Stored items
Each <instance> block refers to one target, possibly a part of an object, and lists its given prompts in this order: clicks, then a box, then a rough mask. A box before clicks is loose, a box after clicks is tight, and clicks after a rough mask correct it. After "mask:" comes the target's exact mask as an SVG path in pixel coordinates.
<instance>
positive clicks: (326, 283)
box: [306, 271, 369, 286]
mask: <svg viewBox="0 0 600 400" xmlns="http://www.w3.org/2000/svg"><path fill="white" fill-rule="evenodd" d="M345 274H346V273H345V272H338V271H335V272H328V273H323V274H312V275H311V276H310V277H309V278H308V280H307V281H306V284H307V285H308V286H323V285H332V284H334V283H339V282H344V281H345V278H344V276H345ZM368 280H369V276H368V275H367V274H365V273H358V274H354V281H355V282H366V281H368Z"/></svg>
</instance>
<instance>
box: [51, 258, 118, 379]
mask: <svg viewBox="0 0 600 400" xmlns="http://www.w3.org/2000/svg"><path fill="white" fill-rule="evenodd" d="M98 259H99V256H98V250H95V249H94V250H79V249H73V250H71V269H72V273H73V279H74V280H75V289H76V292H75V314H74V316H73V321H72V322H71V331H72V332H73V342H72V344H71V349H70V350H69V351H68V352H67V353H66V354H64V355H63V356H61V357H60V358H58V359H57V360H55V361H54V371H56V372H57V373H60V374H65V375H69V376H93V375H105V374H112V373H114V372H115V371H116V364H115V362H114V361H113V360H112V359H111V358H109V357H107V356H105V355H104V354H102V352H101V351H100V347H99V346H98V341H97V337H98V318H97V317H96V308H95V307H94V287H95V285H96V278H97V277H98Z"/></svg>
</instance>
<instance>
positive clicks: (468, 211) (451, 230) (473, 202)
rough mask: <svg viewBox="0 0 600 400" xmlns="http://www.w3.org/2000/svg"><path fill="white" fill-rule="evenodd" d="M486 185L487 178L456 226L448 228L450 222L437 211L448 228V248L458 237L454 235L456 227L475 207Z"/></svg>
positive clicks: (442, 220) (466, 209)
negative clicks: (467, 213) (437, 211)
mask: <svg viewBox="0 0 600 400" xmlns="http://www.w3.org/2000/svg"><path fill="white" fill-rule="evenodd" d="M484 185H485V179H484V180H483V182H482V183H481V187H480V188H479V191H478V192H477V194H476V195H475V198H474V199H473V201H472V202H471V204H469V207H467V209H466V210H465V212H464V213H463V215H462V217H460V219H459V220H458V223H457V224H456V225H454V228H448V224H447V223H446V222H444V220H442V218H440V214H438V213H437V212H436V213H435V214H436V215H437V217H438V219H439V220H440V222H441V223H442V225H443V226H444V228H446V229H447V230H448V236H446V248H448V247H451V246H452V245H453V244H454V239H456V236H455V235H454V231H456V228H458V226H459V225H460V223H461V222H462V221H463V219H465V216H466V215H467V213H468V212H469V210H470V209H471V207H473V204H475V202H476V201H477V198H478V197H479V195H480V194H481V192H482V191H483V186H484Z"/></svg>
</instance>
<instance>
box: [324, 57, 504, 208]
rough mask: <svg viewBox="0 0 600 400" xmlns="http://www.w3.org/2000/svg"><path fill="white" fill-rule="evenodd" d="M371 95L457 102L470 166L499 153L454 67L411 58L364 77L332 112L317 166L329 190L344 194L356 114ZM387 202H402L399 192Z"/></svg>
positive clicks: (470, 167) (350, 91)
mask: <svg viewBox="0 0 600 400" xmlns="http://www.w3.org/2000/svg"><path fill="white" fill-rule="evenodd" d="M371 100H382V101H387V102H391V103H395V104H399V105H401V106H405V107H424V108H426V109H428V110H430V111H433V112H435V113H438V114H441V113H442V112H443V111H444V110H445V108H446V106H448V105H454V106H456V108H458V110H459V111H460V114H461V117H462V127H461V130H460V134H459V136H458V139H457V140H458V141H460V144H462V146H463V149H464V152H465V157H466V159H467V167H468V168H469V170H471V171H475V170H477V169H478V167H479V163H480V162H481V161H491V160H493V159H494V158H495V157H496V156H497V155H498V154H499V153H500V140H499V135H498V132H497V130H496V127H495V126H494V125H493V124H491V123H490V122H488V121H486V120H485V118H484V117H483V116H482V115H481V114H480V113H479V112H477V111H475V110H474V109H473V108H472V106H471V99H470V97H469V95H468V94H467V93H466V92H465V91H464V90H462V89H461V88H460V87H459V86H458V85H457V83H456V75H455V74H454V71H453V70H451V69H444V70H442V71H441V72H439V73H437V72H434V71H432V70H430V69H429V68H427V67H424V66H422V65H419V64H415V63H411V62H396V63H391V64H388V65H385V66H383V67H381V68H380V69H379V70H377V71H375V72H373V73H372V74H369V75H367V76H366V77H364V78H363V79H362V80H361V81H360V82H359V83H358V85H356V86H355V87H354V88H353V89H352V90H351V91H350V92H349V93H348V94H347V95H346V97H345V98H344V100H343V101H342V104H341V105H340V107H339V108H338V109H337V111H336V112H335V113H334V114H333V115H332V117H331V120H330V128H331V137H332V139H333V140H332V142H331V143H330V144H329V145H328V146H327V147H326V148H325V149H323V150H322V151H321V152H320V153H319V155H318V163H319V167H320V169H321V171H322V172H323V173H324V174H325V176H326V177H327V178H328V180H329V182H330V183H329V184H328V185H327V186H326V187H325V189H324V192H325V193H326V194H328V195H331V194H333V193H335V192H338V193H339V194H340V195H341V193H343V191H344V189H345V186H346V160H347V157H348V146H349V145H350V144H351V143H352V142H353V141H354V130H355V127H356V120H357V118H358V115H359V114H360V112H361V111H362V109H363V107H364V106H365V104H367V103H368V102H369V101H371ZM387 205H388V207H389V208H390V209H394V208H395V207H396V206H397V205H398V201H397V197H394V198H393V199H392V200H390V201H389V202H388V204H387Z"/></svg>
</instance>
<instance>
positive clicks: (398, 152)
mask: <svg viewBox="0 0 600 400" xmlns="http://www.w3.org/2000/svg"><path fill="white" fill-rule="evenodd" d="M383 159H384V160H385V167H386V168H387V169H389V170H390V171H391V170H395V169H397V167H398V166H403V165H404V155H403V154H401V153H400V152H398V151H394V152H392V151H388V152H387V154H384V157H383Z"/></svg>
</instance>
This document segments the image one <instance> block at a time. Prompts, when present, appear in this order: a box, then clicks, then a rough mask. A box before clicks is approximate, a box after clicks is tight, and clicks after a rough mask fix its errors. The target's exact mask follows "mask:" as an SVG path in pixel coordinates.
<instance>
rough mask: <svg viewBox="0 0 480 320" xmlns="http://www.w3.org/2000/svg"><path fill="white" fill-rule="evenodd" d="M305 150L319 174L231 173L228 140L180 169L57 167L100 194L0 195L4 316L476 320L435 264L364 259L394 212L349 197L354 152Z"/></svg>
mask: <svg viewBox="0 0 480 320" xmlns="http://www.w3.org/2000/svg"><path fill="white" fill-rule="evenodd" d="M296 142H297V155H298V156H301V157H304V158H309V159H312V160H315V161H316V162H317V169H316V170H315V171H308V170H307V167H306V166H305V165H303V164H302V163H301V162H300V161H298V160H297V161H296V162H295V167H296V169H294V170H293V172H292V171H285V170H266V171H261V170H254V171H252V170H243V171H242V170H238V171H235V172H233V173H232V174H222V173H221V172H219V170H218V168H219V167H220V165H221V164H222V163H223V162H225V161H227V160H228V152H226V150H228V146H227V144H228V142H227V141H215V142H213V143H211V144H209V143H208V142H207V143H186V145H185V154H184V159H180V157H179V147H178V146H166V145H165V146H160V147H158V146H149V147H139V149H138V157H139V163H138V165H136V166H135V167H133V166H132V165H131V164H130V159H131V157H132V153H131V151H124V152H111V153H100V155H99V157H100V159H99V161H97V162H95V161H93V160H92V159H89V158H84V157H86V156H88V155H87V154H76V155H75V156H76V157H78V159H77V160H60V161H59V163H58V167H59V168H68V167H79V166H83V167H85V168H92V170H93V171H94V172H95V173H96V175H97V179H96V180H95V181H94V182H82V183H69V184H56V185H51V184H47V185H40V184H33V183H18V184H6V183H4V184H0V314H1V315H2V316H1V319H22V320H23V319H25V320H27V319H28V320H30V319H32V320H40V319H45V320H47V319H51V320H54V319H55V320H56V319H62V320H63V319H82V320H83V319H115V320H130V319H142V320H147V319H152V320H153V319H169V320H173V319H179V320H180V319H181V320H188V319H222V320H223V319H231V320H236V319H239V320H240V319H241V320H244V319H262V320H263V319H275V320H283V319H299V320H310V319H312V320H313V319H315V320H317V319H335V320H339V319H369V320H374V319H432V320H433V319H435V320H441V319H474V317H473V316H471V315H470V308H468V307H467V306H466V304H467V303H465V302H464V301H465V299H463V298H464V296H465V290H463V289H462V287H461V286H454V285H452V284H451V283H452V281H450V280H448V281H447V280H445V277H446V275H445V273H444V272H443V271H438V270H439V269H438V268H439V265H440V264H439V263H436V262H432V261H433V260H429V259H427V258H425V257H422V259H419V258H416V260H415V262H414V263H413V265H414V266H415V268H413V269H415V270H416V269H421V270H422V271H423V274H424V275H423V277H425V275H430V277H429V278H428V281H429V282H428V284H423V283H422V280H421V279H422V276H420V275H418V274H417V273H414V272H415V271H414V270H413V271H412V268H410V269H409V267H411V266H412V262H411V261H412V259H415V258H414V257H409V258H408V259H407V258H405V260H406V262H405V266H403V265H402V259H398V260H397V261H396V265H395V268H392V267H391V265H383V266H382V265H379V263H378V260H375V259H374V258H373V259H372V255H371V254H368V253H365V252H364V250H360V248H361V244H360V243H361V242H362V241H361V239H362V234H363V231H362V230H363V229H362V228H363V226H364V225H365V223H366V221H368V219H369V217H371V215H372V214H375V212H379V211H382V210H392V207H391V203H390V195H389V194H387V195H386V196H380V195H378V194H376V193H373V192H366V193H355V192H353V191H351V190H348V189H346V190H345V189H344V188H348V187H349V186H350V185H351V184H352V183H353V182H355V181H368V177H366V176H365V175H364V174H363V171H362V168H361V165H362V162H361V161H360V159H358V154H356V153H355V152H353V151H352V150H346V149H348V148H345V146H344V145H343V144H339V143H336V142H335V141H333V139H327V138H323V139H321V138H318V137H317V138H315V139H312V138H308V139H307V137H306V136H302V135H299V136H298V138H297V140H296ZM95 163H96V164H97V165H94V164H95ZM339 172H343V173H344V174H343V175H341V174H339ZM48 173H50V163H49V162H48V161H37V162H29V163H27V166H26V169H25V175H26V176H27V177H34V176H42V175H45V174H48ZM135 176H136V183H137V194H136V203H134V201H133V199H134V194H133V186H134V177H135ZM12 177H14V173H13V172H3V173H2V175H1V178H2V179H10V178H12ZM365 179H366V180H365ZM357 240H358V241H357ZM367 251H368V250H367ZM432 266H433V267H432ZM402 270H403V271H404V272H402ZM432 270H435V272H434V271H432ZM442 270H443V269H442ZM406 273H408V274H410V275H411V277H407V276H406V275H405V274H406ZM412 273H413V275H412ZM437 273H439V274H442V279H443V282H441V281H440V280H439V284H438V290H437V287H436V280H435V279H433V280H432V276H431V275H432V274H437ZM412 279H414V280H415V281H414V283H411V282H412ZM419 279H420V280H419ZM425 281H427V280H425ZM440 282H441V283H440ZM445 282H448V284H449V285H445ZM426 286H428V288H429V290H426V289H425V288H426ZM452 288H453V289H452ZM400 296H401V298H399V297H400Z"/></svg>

Requirement – Rewrite the stretch from the start of the rows through the line containing "positive clicks: (326, 283)", with both ends included. Replace every "clicks" with "points" and change nothing else.

Solution –
Each <instance> block refers to one target, possibly a part of an object, and lists its given prompts in this order: points, then a box, then a rough mask. A box before points is loose, a box after points is tight, and points after a rough mask correct it. After "mask:" comes the target's exact mask as an SVG path in pixel coordinates.
<instance>
positive points: (326, 283)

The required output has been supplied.